■ **Task**
Whatever the records say, repeat them exactly as given.

[Dataset entries]
· · · · ·
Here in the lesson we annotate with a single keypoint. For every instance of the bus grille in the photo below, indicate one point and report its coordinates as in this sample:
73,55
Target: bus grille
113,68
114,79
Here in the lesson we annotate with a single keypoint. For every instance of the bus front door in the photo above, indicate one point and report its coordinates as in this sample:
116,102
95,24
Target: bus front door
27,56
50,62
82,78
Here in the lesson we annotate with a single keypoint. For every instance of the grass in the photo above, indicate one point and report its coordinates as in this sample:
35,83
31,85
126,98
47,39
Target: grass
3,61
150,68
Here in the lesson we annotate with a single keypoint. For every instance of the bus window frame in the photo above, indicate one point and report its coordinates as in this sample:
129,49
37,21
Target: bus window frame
· · · · ·
■ **Reply**
Here in the lesson we annotate with a single keypoint. For every instance of the bus grille in the photo below, indicate one point and report its coordinates as in this sample:
73,55
Target: bus grille
113,68
114,79
Here in the lesson we annotate with a single keypoint. For every instance of the bus front door in the photo above, indicate one point and report its coordinates as in this sample:
116,102
95,24
Target: bus front door
27,56
50,62
82,78
Here in the lesson we annotate with a single keypoint. For every instance of the grass in the photo above, indicate one point and report its coordinates as in this sample:
35,83
31,85
126,98
47,39
Target: grass
3,61
150,68
Here in the lesson we annotate with a single keypoint. For every instance of the bus window frame in the photo above, indicate one point and report its coordinates as in this sample:
129,49
37,21
Target: bus window frame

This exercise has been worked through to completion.